Records from a collection
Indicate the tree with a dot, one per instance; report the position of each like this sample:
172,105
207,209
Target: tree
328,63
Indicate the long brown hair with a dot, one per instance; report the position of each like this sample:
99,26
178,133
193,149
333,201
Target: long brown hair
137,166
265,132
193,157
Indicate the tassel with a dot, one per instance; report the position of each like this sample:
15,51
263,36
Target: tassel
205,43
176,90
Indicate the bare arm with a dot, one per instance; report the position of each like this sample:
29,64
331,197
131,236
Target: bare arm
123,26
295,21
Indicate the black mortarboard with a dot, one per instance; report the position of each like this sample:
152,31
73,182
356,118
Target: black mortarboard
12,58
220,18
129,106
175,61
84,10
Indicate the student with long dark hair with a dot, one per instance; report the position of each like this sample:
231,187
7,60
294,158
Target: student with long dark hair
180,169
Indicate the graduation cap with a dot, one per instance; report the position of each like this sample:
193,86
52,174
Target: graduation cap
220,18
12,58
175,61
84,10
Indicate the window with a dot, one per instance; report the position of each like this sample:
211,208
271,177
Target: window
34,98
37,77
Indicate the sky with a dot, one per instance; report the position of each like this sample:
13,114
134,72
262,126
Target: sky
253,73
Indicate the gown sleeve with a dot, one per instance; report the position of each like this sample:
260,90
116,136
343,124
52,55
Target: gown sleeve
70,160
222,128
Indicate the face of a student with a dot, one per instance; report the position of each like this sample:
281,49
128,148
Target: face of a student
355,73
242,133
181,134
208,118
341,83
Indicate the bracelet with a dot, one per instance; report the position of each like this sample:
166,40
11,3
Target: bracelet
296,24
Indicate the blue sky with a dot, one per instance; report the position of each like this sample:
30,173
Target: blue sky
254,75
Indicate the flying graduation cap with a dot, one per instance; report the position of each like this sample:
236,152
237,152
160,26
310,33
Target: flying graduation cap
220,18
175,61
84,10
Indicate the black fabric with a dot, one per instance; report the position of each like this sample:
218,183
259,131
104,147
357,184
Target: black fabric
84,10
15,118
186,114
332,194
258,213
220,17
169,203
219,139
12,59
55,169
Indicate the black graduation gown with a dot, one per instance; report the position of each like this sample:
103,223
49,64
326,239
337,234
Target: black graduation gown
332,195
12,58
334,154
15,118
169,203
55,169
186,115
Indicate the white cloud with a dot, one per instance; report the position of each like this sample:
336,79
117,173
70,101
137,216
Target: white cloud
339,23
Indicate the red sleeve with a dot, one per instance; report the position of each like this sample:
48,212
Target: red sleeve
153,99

* TASK OBJECTIVE
Nothing in the data may differ; print all of it exactly as written.

* ANSWER FOR THIS EXERCISE
Indicate the tree with a dot, one per instance; report the position of each like this sample:
172,105
207,209
Target: tree
328,63
Indicate the long brown hair with a dot, one per instance; report the position of each like this sample:
99,26
178,133
193,149
333,201
Target: long brown hair
137,166
265,132
193,157
Indicate the tassel with a dot, one per instance; report the position of each like this sample:
15,51
263,36
Target: tassel
205,43
176,90
Indicate the bare arm with a dot, one per instance; report the position of each like this sample:
29,64
331,197
131,236
Target: bare arm
123,26
295,21
Indicate the black mortarboard with a dot, one per instance; report the position of each like this sample:
152,31
73,182
356,118
Target: black mortarboard
12,58
220,18
129,106
175,61
84,10
Indicate the student with long dark hair with a dot, one per instance; report the position of each like this sample:
231,187
7,60
294,158
Target: student with long dark hair
180,169
Indicate the graduation cap with a dot, one per instance; report the position of each like this sample:
193,86
52,174
Target: graduation cap
220,18
12,58
175,61
84,10
Indicate the window with a dot, one per instance; report the position of each like this sample:
211,208
271,177
Target: window
34,98
37,77
Indicate the sky with a dot, one per instance; report the position of each like this sample:
13,114
134,72
262,126
Target: sky
253,73
Indicate the gown sleeve with a dot, one per instance; report the position of each like this sample:
260,90
116,136
343,124
52,55
Target: gown sleeve
70,160
222,128
Indicate the face of a student with a dot, one per instance; report the position of each like this sample:
281,49
128,148
Target: face of a student
355,73
242,133
181,134
208,118
341,83
Indicate the bracelet with a dot, one per instance; report the position of each like this sample:
166,40
11,3
Target: bracelet
296,24
Indicate the blue sky with a dot, one per instance; report the position of each like this sample:
30,173
Target: blue sky
254,75
Indicate the flying graduation cap with a dot, one per instance; report the position of each like this sample:
236,152
237,152
160,26
310,33
Target: flying graduation cap
220,18
175,61
84,10
Indicate the black fabric with a dot, one per instance; report the position of each like this sample:
218,183
259,131
104,147
357,184
Target: black fabric
84,10
15,118
186,114
332,194
258,213
220,17
169,203
219,139
12,59
55,169
Indicate the black graduation gown with a dot, one per instance; report the position of each like this sample:
103,223
49,64
326,239
337,234
Target: black graduation gown
332,195
12,58
334,154
15,118
169,203
55,169
186,115
Indicate the white cloud with a dot, one per instance; report the position of each like this sample:
336,79
117,173
70,101
137,216
Target: white cloud
339,23
Indicate the red sleeve with a dot, one per instance; report the position of each like this sample:
48,212
Target: red sleeve
153,99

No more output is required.